GIVEN TEXT ->
== Segment start ==

If you go towards the old-world village of Kalarrytes in the Tsoumerka Mountains in Epirus, you come across an impressive fortified monastery built into a rock face: the Holy Monastery of Our Lady of Kipina.
The Holy Monastery of Kipina is built into a large cave in a sheer rock.
According to the founder’s inscription, building began in 1349. But according to Metropolitan Serafeim (Vyzantio) of Arta, a historian, the foundation dates back further in time. Other historical sources date it to 1212.
The outer gate of the monastery.
Access to the Monastery is by a stone path hewn into the rock. In former times, contact could be broken by means of a wooden drawbridge.
Without doubt, the time when the Monastery of Kipina was at its peak was the 18th century. Indeed, it’s recorded that, in 1760, the exceptionally active Abbot Kallinikos funded the construction of a bridge over the nearby River Kalarrytikos, a tempestuous tributary of the Arakhthos.
The Monastery also ran a school and a water-mill. All of this shows both the financial power of the foundation and also the close links with its social setting.

== Segment end ==

Image-grounded pointing data ->
== Segment start ==

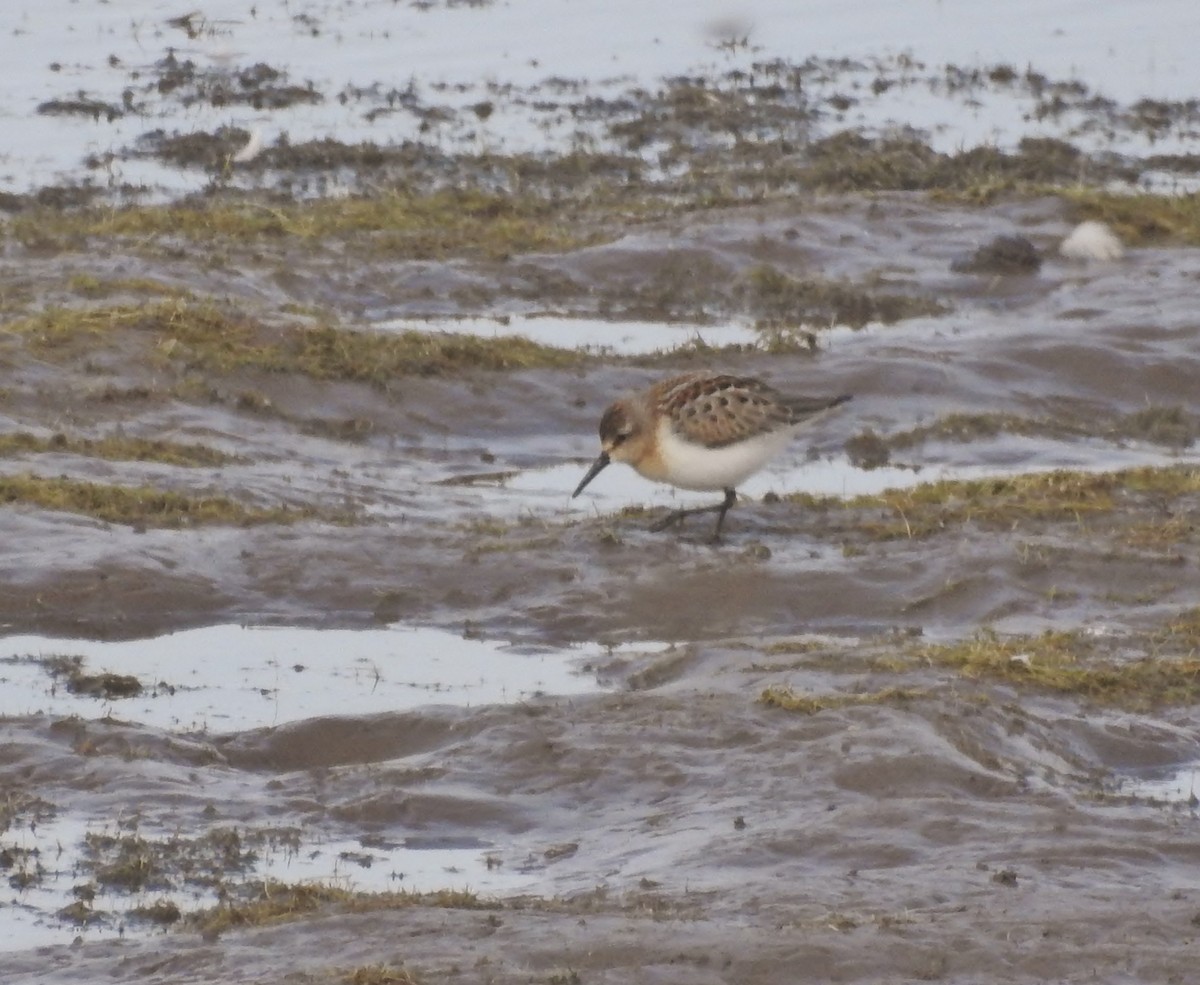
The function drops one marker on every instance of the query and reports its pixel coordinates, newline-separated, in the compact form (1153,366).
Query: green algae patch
(805,703)
(205,335)
(144,505)
(1007,502)
(1077,664)
(115,448)
(273,902)
(400,224)
(1141,220)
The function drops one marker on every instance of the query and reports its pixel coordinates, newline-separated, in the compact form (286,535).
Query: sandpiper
(702,431)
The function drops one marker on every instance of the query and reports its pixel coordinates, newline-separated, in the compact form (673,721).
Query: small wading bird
(702,431)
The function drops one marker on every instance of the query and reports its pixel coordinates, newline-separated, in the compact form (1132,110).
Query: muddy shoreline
(929,710)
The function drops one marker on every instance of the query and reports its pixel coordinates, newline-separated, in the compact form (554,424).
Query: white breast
(695,467)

== Segment end ==

PROBLEM -> In the text on the Kipina monastery, who funded the bridge over the River Kalarrytikos in 1760? These items were drawn from a separate source.

YOUR SOLUTION -> Abbot Kallinikos.